§ **Problem description**:
Reproduce the lines below as a numbered list, starting at the first line and ending at the line that contains "pixel 120 160", both included. Omit blank lines and leave out the pictures.

§ **Data supplied**:
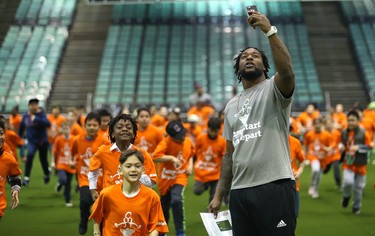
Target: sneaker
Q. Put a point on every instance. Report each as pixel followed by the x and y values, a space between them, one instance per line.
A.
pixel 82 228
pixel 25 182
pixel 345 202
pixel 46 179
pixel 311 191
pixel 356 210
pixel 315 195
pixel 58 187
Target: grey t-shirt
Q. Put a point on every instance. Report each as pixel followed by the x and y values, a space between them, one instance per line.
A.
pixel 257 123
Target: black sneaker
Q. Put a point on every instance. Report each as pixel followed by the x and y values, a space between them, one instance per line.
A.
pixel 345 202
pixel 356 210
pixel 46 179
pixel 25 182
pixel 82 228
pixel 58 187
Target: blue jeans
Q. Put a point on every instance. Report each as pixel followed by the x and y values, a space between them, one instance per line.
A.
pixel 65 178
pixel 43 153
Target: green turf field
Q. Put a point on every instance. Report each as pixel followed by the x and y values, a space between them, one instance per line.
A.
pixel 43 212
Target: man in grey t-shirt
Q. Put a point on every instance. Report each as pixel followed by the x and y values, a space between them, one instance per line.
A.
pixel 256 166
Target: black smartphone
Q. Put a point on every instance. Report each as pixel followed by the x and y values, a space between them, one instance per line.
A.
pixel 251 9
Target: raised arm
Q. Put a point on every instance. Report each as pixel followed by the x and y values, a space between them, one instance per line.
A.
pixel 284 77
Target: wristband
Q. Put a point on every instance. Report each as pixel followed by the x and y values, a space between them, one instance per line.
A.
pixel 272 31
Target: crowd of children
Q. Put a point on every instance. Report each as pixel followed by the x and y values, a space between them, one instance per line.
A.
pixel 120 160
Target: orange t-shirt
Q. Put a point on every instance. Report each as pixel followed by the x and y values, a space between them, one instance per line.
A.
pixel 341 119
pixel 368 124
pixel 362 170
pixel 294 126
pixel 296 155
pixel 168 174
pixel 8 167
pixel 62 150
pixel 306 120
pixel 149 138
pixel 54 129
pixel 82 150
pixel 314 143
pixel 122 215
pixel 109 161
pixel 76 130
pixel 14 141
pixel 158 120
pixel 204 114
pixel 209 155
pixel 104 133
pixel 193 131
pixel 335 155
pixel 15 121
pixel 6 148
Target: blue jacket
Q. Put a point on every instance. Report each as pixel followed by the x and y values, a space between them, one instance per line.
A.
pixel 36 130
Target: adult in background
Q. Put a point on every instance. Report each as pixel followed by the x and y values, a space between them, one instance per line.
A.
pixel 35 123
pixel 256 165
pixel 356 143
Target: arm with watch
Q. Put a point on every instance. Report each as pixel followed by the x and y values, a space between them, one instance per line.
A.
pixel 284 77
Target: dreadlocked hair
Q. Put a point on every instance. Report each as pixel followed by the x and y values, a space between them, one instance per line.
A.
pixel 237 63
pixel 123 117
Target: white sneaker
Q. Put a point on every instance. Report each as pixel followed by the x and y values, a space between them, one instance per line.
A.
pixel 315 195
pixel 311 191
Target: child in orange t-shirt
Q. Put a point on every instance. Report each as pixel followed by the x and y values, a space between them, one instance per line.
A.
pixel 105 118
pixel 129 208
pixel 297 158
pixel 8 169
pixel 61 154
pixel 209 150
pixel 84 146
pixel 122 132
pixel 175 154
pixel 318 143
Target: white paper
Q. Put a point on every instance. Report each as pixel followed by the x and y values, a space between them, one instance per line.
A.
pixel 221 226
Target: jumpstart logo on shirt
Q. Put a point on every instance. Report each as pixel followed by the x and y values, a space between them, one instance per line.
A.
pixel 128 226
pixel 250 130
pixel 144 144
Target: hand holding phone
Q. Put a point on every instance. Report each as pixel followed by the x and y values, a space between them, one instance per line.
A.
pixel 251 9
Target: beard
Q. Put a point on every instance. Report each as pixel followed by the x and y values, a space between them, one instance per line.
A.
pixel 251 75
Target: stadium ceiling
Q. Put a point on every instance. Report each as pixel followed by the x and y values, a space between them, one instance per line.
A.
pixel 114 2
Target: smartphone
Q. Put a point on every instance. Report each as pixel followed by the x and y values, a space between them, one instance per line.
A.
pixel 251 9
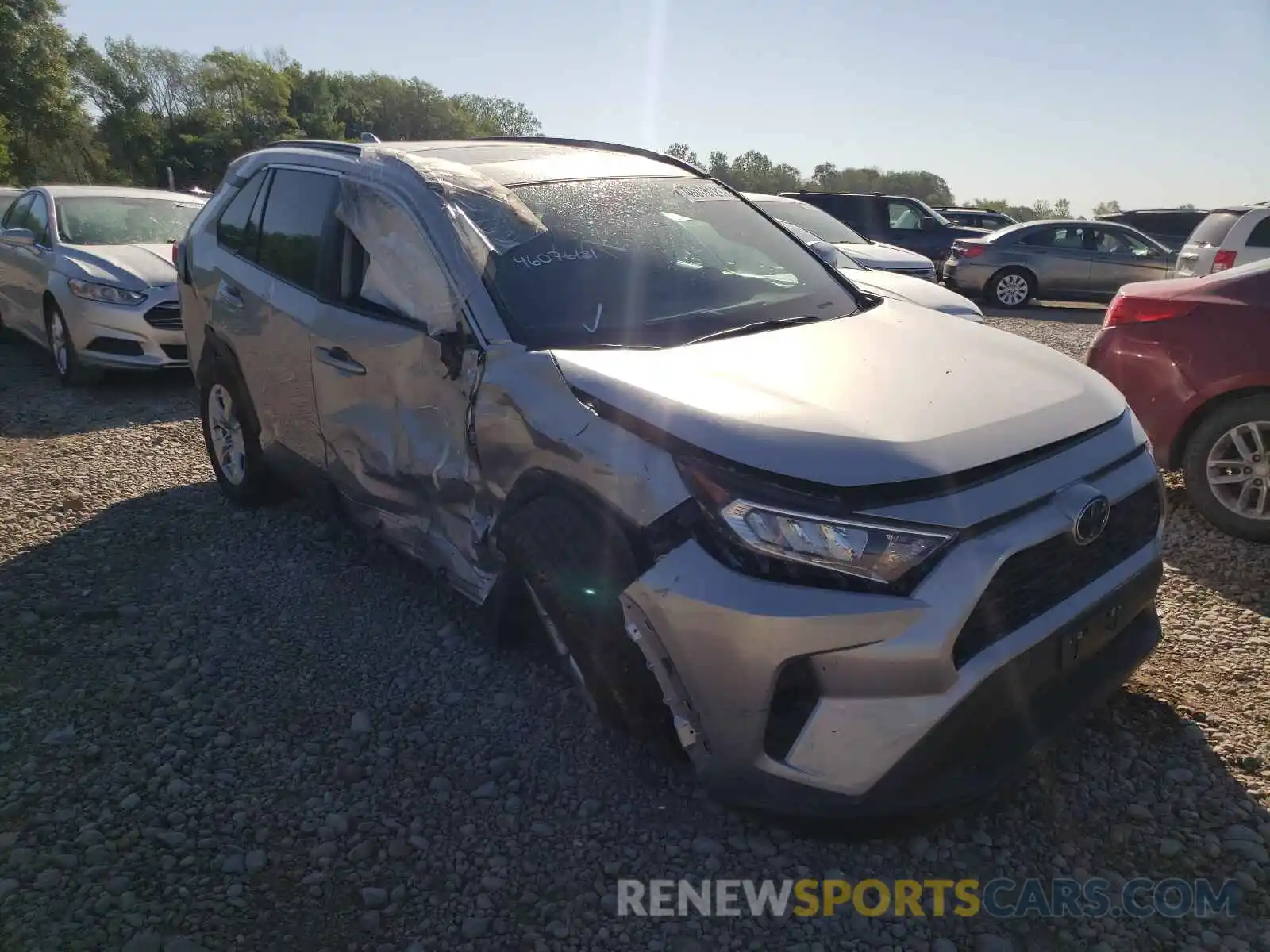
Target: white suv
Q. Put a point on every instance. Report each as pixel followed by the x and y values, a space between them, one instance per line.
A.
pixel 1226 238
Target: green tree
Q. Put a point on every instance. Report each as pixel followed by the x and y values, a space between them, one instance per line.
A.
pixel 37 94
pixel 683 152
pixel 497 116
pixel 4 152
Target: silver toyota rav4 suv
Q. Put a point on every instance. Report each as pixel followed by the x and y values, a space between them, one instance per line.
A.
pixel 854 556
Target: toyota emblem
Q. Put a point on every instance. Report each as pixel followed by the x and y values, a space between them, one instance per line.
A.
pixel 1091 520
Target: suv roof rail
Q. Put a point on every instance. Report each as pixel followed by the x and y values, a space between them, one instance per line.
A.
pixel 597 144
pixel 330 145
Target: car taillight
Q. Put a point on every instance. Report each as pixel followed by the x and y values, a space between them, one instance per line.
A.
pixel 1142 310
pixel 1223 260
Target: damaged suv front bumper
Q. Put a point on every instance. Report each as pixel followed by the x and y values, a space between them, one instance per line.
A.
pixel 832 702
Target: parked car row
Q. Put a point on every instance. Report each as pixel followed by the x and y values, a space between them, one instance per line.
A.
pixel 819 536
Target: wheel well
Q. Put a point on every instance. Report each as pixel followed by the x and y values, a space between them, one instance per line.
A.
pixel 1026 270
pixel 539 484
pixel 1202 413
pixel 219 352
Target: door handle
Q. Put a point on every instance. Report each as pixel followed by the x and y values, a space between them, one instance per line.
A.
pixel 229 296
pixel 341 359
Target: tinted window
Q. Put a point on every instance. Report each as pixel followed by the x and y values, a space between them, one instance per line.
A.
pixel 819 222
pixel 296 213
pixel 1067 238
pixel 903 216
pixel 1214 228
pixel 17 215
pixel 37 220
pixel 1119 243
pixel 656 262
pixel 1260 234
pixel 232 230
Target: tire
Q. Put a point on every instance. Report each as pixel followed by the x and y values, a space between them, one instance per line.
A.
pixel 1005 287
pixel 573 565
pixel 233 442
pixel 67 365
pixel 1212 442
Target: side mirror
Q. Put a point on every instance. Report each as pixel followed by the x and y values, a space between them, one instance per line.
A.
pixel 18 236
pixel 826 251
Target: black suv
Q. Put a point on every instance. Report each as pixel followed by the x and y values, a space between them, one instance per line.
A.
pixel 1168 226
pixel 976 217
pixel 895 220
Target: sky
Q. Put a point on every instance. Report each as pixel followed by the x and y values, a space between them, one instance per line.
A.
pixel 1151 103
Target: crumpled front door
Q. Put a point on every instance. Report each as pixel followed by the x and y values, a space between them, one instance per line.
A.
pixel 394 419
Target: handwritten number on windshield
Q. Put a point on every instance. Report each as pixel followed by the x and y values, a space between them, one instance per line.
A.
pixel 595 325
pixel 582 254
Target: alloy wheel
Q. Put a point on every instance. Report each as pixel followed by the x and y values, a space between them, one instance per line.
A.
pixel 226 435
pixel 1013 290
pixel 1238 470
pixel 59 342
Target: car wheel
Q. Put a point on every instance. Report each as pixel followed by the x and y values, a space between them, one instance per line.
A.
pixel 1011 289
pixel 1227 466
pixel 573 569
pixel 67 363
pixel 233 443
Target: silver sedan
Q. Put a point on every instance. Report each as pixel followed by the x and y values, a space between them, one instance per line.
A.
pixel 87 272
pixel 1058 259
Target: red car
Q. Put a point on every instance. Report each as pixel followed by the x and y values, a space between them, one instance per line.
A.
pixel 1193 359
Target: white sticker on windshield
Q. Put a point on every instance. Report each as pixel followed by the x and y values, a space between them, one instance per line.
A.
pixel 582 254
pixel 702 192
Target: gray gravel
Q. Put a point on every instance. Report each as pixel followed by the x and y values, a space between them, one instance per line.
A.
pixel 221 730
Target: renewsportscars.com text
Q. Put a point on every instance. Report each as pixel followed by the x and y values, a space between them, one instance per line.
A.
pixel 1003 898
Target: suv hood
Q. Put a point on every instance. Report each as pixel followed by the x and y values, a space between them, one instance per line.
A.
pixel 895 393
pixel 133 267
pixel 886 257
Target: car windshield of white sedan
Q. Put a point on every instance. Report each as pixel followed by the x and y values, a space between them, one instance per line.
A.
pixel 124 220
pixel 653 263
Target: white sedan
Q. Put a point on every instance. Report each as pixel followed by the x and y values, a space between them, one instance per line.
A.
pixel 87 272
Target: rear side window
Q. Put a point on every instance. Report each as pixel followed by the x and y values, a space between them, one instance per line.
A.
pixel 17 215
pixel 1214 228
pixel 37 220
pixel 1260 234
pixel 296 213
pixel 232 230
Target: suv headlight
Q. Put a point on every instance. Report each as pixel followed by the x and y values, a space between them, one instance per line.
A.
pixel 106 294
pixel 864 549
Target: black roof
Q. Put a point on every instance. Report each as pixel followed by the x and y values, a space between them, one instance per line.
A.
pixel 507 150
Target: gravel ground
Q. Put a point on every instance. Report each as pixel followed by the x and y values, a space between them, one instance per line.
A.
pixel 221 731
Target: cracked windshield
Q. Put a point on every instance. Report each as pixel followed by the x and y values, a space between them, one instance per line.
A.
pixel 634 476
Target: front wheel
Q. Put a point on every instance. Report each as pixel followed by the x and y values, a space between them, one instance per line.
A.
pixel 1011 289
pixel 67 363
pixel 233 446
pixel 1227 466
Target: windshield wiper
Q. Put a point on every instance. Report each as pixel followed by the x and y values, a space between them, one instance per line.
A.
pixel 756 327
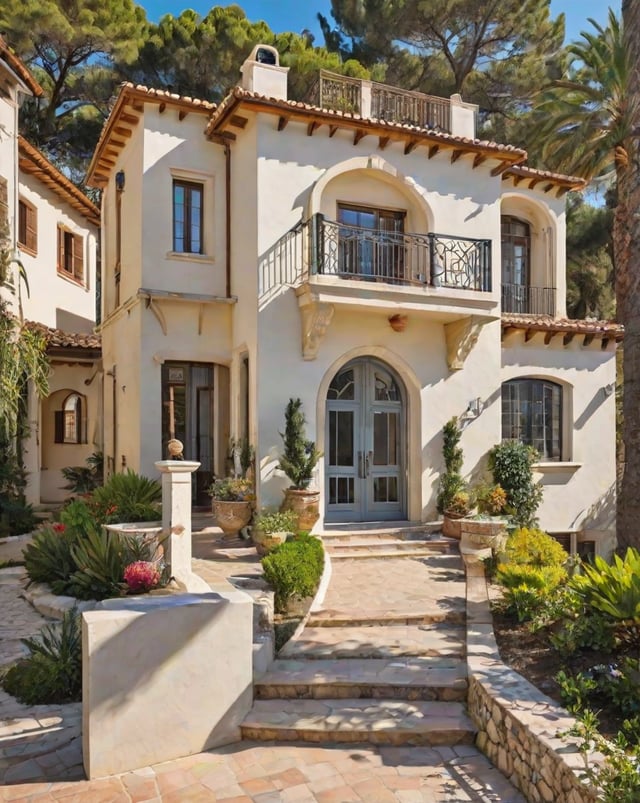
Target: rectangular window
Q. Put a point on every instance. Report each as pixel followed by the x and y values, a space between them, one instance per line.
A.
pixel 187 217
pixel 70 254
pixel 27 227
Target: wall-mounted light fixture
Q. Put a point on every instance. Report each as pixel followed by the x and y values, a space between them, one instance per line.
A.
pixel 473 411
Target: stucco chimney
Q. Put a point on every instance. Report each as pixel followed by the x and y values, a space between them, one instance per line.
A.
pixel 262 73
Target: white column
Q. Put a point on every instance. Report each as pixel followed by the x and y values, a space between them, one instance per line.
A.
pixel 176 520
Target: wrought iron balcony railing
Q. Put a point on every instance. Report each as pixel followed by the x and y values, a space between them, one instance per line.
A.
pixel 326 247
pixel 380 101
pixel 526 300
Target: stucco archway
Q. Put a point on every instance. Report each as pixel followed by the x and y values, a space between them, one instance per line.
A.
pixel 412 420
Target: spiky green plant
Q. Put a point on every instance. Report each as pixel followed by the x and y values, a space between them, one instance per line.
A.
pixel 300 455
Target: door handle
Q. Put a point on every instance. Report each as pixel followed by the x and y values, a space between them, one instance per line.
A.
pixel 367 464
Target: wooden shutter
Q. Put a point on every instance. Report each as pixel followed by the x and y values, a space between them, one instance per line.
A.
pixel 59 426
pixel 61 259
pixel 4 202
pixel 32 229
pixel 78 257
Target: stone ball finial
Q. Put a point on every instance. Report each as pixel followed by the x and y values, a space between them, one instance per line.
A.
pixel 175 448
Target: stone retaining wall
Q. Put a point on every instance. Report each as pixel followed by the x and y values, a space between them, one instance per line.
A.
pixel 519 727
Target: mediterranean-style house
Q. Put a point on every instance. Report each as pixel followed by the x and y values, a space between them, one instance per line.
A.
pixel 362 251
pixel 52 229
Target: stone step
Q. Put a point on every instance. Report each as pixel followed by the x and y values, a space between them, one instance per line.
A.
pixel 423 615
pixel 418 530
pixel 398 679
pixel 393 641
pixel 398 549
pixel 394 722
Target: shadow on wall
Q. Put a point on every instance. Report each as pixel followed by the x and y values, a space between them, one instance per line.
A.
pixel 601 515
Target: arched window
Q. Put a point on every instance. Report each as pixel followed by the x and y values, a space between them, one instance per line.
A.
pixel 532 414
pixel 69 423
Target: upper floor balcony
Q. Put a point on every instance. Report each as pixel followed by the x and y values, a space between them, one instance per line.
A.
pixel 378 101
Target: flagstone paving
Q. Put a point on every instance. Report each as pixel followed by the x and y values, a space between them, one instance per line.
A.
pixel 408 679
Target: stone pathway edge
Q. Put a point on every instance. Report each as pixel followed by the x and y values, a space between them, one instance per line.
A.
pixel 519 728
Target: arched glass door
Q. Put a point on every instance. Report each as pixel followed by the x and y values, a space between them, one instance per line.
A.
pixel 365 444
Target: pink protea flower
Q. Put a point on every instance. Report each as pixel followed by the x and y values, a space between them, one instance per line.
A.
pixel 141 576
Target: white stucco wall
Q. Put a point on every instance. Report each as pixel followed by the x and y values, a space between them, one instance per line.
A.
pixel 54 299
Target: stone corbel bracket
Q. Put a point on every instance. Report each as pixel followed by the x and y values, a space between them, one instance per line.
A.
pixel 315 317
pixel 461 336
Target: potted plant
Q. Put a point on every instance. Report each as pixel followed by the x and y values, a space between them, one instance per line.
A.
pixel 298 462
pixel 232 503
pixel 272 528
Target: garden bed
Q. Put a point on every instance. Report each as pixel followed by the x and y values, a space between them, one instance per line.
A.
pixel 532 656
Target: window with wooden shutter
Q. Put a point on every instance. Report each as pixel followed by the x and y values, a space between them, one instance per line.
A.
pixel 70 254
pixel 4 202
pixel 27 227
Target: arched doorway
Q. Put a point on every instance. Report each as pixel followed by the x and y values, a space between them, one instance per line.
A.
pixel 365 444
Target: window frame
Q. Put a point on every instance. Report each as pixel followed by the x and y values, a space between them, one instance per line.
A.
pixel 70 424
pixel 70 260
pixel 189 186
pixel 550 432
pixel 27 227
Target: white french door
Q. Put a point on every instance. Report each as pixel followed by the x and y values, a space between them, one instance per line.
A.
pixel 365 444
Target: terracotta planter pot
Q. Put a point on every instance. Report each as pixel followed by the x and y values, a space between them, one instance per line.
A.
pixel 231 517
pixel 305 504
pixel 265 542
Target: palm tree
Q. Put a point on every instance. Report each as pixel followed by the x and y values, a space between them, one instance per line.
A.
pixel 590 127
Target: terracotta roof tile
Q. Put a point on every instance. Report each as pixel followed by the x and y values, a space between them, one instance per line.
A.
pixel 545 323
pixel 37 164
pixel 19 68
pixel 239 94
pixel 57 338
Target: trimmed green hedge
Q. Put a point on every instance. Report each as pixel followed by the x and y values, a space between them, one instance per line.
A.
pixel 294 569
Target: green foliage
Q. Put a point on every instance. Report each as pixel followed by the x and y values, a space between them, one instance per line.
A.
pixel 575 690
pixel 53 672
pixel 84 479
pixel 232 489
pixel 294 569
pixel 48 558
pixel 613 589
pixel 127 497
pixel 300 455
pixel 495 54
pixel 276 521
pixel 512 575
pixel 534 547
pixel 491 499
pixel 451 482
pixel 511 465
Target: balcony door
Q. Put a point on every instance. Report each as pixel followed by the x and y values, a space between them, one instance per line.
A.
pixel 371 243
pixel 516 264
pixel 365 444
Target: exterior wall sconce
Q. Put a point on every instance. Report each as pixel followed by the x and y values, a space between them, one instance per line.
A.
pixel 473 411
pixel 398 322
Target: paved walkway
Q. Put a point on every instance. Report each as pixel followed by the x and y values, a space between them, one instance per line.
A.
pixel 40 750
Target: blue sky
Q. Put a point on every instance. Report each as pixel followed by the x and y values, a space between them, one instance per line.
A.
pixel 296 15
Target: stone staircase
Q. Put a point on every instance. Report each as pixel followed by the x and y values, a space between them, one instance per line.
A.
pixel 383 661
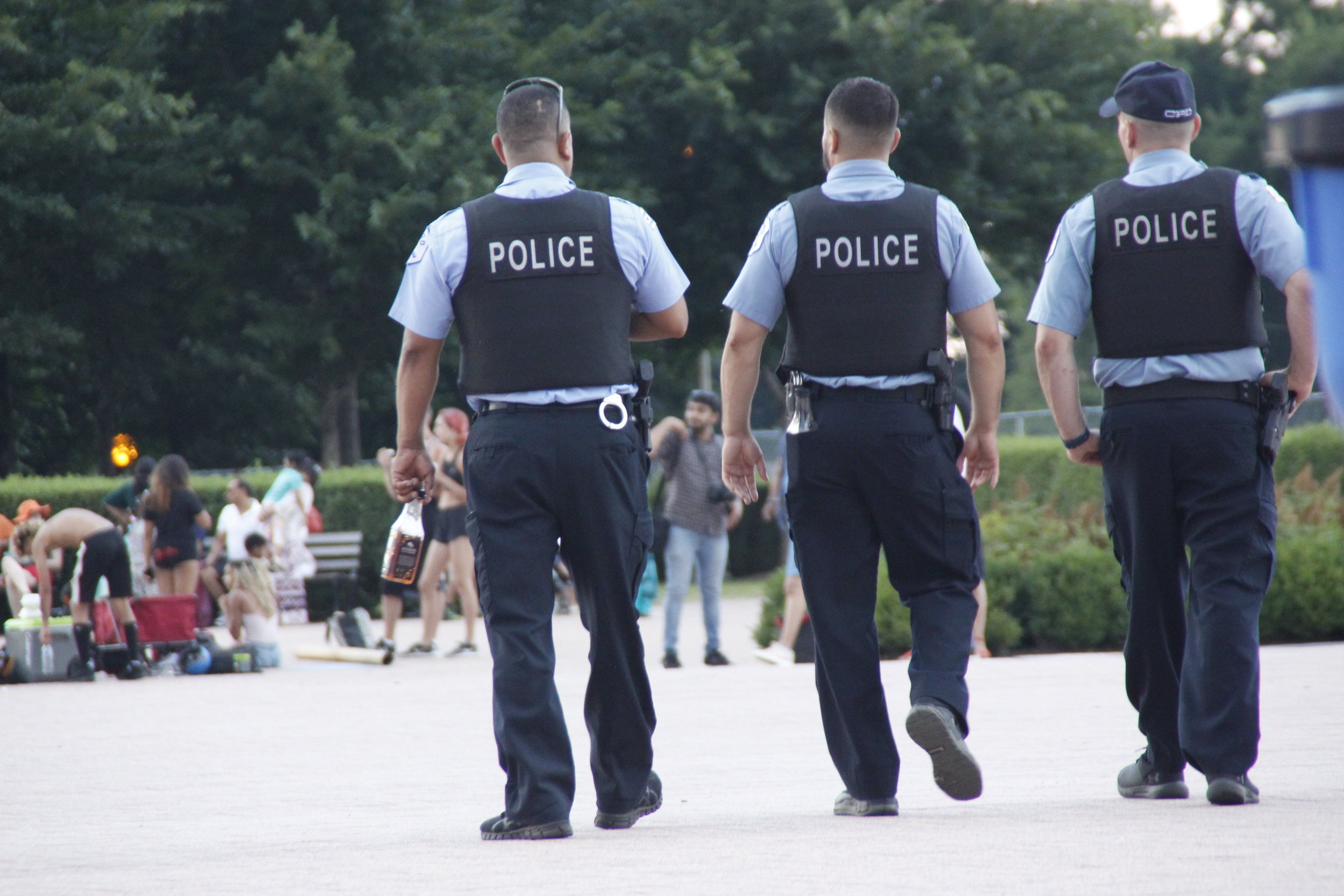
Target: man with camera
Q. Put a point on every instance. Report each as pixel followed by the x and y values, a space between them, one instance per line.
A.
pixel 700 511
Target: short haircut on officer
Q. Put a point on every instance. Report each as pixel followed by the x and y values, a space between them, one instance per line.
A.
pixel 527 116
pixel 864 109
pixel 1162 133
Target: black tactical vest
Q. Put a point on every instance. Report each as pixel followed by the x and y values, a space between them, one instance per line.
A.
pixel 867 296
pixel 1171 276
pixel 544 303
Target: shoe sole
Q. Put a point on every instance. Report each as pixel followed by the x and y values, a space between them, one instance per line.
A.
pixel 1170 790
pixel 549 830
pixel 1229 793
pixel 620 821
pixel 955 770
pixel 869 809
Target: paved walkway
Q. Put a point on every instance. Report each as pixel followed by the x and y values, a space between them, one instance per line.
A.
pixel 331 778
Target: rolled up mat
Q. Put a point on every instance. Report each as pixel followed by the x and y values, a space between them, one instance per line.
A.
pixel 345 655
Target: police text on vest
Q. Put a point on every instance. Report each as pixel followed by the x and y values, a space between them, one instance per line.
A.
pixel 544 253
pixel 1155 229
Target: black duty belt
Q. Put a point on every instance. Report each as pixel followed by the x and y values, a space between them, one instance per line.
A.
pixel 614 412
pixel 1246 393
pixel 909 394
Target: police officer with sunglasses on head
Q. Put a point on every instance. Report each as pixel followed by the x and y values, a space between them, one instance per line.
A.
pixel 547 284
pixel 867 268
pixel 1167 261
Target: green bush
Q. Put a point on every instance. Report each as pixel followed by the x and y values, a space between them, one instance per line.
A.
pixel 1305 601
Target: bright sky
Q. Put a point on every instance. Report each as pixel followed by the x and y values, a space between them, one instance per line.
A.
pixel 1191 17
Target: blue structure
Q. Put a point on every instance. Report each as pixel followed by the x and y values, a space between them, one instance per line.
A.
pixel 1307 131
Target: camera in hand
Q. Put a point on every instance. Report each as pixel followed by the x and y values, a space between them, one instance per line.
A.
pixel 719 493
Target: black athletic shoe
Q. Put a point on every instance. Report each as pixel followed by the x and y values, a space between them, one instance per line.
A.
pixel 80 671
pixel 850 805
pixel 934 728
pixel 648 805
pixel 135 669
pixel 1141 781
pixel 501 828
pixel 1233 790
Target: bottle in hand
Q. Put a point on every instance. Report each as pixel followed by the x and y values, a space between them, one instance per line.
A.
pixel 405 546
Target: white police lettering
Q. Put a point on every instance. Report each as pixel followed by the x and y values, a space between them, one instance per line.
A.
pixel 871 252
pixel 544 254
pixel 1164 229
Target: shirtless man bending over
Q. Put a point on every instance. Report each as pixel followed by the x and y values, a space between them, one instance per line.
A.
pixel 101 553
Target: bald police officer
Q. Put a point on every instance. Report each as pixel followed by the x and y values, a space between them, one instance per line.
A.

§ **Response to this task**:
1. Target: sneaker
2. Q. Put a point on every instance. Report each as pixel followed by the x and y values, a space between them, one instance per line.
3. A.
4. pixel 82 228
5. pixel 25 182
6. pixel 345 202
7. pixel 46 179
8. pixel 311 191
9. pixel 356 210
10. pixel 315 195
11. pixel 58 187
12. Target: grey t-shirt
13. Q. Put a point on every instance. Report each as pixel followed by the x and y values, a space between them, one instance per line.
14. A.
15. pixel 257 123
16. Target: black sneaker
17. Q. Put a point on every instance. Report each as pixel followed by the x and y values, a space between them, one instance per line.
18. A.
19. pixel 345 202
20. pixel 356 210
21. pixel 46 179
22. pixel 25 182
23. pixel 82 228
24. pixel 58 187
25. Target: blue jeans
26. Q. Put a point on every instance. Report each as pixel followed by the x and y values, a space between them, one instance per line.
27. A.
28. pixel 65 178
29. pixel 43 153
30. Target: green turf field
31. Q. Put a point on every instance. Report each as pixel followed by the x and y values, a space between them, one instance per line.
32. A.
33. pixel 43 212
34. Target: man in grey t-shirt
35. Q. Put a point on every instance. Report each as pixel followed by the x and y values, a space between them, one instance per line.
36. A.
37. pixel 256 166
38. Target: black smartphone
39. Q. Put a point on every instance. Report each as pixel followed by the x and y values, a space between them, one instance per line.
40. A.
41. pixel 251 9
42. Target: raised arm
43. Q. Put a point on every instance. Report each as pixel followed by the x and y values, a space between them, one instance per line.
44. A.
45. pixel 284 77
46. Target: wristband
47. Q. Put a point on every instance. Report each as pixel followed by the x and y values, a space between them, one instance per line.
48. A.
49. pixel 272 31
50. Target: crowd of children
51. Q. Put a point on every instance. Report each as pixel followed by the x and y values, a space between them, one instance per line.
52. A.
53. pixel 120 160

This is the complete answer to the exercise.